• Documento de origen
El fútbol nos recuerda que en algo coincidimos




NOSOTROS
Me viene a la mente el niño argelino pobrísimo que jugaba fútbol en el colegio público con clavos de metal en las suelas de los zapatos, para no gastarlos. Aunque resbalase en cada pase y por momentos cayese, Albert Camus, el niño que fue premio Nobel de Literatura, se hizo hombre allí, entre dos arcos, en la pugna por la sobrevivencia de su integridad, en la incesante búsqueda de pertenencia que marcó su vida. Ni la tuberculosis alejó a Camus del fútbol. Aunque no fuera más el portero que prometía, llegó a decir que allí, en el campo, había aprendido todo lo que supo sobre la moral y el comportamiento de los hombres.
Sé que sonará iluso, pero el fútbol no es un negocio aunque mueva montañas de oro. El fútbol hace rato dejó de ser deporte. Quizás nunca lo fue. El fútbol no será industria nada más porque despierta conciencias, acelera y detiene corazones, congrega millones de almas que imploran al unísono y sufren la misma pérdida. Tiene la capacidad de atravesar barreras sociales y económicas para tocar a todos por igual. Carga la fuerza mística de la religión. De hecho, es la menos sórdida y peligrosa de todas las religiones. La más humana de las fuerzas que mueven al mundo.

• Resuelva lo siguiente
(A) Según el texto sobre el fútbol, ¿qué llevaba el niño Camus en las suelas de los zapatos para no gastarlos?
(B) Traduzca al inglés esta oración del texto sobre el fútbol: "Ni la tuberculosis alejó a Camus del fútbol."

• Registros extraídos
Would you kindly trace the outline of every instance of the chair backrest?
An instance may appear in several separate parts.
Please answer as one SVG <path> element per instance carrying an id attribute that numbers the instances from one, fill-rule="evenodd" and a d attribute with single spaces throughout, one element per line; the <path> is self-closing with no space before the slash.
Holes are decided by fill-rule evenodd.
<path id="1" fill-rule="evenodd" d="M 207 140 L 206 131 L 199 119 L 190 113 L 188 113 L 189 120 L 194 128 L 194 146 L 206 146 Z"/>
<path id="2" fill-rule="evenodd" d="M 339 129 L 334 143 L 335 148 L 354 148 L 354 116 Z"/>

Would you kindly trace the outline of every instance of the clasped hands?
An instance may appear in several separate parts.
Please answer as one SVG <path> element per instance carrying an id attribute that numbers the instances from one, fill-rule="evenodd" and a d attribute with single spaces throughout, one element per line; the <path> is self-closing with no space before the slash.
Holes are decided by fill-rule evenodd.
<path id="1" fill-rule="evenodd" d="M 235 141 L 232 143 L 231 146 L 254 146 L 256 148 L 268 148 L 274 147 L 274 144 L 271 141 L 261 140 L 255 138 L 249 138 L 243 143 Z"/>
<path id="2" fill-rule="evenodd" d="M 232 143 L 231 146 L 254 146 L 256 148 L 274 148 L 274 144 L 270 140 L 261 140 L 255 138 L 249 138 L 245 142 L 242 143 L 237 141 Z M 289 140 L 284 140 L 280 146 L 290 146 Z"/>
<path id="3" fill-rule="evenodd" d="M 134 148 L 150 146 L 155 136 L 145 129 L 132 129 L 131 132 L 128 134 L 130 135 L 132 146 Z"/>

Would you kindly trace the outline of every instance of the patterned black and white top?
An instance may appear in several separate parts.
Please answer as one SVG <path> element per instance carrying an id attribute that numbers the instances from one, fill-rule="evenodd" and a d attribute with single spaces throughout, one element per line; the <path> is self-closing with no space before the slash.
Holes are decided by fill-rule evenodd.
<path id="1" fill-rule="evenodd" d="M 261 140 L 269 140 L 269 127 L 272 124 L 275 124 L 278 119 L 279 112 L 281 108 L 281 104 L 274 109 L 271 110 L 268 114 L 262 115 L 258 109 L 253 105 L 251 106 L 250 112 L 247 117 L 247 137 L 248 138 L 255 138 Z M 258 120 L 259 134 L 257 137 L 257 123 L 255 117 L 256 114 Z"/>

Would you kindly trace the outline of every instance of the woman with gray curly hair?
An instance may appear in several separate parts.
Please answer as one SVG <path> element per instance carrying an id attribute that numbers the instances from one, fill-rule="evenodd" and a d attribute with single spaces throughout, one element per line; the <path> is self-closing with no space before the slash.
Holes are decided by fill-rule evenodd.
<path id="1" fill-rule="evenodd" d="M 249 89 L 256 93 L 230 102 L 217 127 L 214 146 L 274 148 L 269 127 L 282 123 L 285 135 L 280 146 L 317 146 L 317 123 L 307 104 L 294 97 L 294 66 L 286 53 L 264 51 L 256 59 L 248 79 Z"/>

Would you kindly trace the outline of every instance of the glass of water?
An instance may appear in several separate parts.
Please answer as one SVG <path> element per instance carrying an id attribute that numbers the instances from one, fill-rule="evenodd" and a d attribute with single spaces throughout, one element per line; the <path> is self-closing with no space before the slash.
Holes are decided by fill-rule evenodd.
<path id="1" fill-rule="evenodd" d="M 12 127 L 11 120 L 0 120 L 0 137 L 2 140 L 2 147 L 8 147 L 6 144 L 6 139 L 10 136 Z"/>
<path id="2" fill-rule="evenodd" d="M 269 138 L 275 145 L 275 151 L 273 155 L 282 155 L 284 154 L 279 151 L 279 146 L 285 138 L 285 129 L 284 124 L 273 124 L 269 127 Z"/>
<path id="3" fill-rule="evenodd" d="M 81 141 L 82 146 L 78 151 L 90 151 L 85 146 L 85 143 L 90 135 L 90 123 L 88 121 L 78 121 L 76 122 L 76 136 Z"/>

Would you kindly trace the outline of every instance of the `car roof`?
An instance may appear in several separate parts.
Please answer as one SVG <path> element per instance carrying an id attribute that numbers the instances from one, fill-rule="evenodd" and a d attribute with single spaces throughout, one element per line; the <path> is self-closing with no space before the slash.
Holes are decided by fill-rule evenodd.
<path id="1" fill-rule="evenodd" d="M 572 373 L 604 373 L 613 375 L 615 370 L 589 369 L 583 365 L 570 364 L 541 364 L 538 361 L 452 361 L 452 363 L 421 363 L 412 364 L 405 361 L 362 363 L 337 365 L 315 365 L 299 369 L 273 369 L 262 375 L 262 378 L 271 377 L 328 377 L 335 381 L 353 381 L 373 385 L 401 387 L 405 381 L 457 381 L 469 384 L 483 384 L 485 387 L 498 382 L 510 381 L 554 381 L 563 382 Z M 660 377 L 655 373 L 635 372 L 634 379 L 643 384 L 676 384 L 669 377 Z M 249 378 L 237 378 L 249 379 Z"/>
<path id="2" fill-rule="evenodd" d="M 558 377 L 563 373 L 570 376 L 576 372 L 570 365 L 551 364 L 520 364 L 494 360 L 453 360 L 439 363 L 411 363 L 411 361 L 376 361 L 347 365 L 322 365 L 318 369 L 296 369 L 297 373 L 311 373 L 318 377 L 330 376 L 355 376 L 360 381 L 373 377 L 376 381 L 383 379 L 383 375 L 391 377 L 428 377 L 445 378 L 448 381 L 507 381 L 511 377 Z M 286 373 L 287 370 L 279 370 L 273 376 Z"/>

• Respuestas esperadas
(A) Clavos de metal.

(B) Not even tuberculosis kept Camus away from soccer.